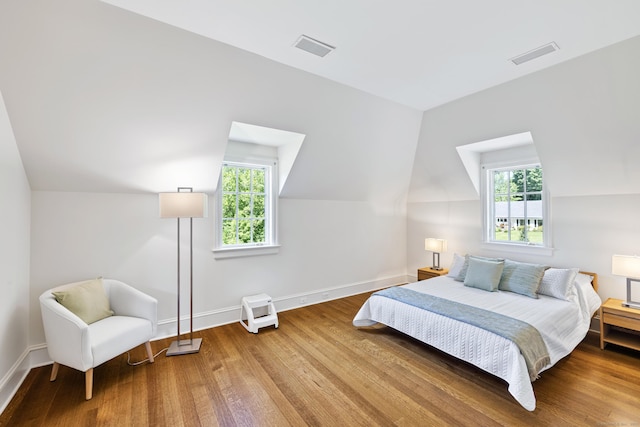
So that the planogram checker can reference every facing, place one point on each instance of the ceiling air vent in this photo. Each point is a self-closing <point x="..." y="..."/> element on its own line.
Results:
<point x="535" y="53"/>
<point x="313" y="46"/>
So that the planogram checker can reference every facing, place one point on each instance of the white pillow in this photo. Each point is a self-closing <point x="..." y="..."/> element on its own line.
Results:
<point x="558" y="282"/>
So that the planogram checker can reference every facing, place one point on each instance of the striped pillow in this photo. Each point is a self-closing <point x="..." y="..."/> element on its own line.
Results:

** Exercise directions **
Can you switch every "planogram checker" in the items above to "shelf auditor", keep everything else the same, and leave the pictures out?

** Full response **
So that the shelf auditor can reference every facing, place one point on each instance of the ceiling air vent in this photo. Each point is a self-closing <point x="..." y="..."/> element on its own line.
Results:
<point x="535" y="53"/>
<point x="313" y="46"/>
So that the shelf auditor can reference every facing, place one point on each instance of the white pillow in this photo. Each point is a self-closing <point x="..." y="..."/> element on its own line.
Results:
<point x="558" y="282"/>
So that the shelf auditor can reference every facing, place one point on each instance of the striped pillow in this photo. Each point is a self-closing <point x="..." y="..."/> element on its own line.
Results:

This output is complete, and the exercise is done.